Exercise: Lay out the lines below, from the one containing "Could you please outline every instance of the standing" through the one containing "Please outline every instance of the standing surfer.", as a Markdown table with the columns Row and Line text. Number each row, leave out blank lines, and include no other lines.
— start Given records —
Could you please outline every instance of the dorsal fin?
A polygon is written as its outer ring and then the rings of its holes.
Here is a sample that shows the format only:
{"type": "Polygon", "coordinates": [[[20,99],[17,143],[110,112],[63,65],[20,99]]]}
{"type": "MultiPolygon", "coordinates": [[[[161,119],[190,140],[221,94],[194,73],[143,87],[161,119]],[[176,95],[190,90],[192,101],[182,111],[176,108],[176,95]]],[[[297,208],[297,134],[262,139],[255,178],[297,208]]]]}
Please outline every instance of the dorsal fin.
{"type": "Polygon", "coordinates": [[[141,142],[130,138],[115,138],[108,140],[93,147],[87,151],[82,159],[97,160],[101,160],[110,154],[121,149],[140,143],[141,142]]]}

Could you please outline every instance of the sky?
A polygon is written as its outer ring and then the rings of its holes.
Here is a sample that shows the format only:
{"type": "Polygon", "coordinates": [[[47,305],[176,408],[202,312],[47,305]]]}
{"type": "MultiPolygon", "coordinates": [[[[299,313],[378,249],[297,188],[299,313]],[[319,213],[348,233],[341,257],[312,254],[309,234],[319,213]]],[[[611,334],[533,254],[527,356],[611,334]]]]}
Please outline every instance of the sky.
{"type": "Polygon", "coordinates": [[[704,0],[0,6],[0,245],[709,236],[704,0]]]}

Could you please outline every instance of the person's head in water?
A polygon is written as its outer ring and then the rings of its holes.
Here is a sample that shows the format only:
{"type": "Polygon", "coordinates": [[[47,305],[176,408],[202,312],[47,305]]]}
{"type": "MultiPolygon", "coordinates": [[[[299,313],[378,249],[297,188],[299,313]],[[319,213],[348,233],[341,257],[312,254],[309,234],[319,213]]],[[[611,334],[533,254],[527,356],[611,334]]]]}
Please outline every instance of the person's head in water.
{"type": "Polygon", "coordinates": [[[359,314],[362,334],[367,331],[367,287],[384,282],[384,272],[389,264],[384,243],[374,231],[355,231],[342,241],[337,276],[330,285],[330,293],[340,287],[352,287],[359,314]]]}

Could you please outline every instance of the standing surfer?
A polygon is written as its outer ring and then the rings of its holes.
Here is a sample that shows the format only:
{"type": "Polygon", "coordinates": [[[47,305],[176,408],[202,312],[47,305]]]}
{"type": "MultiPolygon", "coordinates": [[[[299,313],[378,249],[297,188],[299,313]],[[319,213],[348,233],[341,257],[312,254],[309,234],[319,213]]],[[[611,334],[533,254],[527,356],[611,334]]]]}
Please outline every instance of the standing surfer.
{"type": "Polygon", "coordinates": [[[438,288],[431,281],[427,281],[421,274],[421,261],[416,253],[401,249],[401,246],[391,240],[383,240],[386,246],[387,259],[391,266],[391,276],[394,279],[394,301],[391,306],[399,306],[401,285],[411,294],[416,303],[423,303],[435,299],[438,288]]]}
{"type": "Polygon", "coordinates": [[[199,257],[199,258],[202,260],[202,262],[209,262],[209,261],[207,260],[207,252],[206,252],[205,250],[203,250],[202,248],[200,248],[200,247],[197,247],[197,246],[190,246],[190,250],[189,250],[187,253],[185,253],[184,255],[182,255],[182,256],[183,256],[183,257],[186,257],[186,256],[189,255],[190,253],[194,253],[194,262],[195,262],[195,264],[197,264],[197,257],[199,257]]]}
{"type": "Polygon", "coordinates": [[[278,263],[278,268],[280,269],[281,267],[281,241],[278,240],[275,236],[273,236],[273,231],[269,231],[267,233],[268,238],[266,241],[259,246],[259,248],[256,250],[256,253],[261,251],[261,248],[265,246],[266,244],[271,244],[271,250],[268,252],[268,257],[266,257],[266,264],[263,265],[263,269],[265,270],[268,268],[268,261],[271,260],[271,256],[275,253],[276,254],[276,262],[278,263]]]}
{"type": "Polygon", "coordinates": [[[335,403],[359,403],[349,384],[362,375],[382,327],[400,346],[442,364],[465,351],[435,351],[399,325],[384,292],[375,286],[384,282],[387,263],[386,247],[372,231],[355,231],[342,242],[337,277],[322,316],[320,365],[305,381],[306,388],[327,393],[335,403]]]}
— end Given records —
Solution to this task:
| Row | Line text |
|---|---|
| 1 | Could you please outline every instance of the standing surfer? |
| 2 | A polygon is written as its outer ring and then the rings of its holes. |
| 3 | Here is a sample that shows the format only: |
| 4 | {"type": "Polygon", "coordinates": [[[47,305],[176,408],[202,312],[47,305]]]} |
| 5 | {"type": "MultiPolygon", "coordinates": [[[[299,313],[378,249],[297,188],[299,313]],[[319,213],[348,233],[341,257],[312,254],[309,234],[319,213]]],[[[611,334],[533,254],[527,356],[611,334]]]]} |
| 6 | Please outline every instance of the standing surfer. |